= EXERCISE DETAILS =
Go through the data below line by line and count those containing the word "chimney". Reply with the count only.
Segment Open
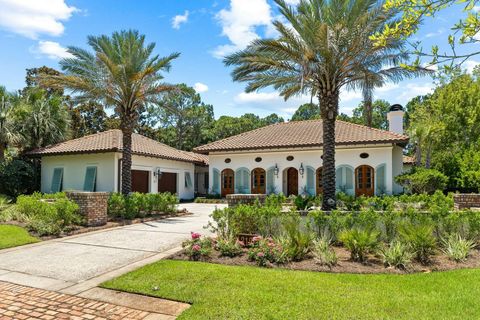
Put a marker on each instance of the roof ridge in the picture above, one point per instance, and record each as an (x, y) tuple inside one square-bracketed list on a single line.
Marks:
[(240, 134), (372, 128)]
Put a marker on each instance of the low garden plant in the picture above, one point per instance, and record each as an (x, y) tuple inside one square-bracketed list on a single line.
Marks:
[(139, 205), (198, 247)]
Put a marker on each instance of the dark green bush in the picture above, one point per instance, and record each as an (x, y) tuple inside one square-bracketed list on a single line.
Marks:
[(17, 177), (48, 217), (138, 205)]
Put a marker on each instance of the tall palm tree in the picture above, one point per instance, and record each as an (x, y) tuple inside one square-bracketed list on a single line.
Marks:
[(41, 118), (323, 46), (8, 134), (122, 73)]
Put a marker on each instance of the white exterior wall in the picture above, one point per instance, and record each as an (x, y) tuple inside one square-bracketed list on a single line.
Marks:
[(350, 156), (74, 168)]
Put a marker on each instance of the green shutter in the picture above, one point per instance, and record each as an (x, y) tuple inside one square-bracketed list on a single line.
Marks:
[(310, 181), (271, 181), (380, 177), (188, 180), (90, 179), (57, 180), (216, 182)]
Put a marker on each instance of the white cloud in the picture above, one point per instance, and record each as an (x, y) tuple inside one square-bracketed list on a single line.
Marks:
[(200, 87), (179, 19), (52, 50), (33, 17), (239, 24)]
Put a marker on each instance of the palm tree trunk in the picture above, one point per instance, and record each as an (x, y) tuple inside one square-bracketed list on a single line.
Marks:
[(2, 152), (127, 130), (368, 113), (328, 110)]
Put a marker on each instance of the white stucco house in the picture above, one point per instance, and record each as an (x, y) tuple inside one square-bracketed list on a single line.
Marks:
[(287, 158), (93, 163)]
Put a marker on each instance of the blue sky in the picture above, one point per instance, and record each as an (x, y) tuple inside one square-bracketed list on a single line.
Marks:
[(35, 33)]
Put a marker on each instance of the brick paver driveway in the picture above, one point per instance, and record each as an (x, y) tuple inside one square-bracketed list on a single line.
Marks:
[(20, 302)]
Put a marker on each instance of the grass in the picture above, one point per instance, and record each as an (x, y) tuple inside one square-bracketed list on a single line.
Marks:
[(13, 236), (231, 292)]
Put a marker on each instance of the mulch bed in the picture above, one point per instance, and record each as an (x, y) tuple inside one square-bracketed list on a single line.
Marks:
[(374, 264)]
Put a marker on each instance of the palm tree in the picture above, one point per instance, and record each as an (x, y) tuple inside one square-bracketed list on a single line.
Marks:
[(8, 134), (121, 73), (41, 118), (324, 46)]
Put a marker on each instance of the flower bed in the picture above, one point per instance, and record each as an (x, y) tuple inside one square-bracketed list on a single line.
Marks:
[(423, 234)]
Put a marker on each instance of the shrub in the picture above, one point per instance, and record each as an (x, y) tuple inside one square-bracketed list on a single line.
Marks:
[(140, 204), (396, 255), (359, 242), (323, 253), (266, 250), (297, 240), (197, 247), (48, 218), (420, 239), (229, 247), (457, 248), (423, 180), (18, 177)]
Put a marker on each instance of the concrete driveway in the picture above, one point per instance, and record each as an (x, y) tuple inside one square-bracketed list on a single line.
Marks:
[(78, 263)]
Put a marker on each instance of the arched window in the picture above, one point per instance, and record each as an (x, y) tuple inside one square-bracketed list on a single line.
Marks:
[(319, 182), (344, 179), (258, 181), (381, 179), (364, 181), (310, 180), (215, 181), (242, 180), (228, 178)]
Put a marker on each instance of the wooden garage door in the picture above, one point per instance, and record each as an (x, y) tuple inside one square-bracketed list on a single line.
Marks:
[(140, 181), (168, 182)]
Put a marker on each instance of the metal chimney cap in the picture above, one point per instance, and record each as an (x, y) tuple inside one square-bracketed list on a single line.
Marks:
[(396, 107)]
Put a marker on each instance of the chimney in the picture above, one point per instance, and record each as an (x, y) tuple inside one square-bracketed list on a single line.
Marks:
[(395, 119)]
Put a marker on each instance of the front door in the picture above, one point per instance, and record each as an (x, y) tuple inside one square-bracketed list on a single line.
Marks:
[(228, 182), (167, 182), (364, 181), (258, 181), (140, 181), (292, 181)]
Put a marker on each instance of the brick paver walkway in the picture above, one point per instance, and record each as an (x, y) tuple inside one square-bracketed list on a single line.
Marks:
[(19, 302)]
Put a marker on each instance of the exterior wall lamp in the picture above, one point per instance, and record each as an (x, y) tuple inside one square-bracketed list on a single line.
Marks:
[(301, 169)]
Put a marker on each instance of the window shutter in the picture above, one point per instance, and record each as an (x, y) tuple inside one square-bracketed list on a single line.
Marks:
[(380, 183), (188, 180), (57, 180), (339, 179), (216, 182), (270, 181), (90, 179), (310, 181)]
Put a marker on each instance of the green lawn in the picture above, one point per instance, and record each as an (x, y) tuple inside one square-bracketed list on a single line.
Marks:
[(12, 236), (228, 292)]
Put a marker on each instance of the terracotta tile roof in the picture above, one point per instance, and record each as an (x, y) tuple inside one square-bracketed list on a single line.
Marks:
Segment Closed
= RESULT BELOW =
2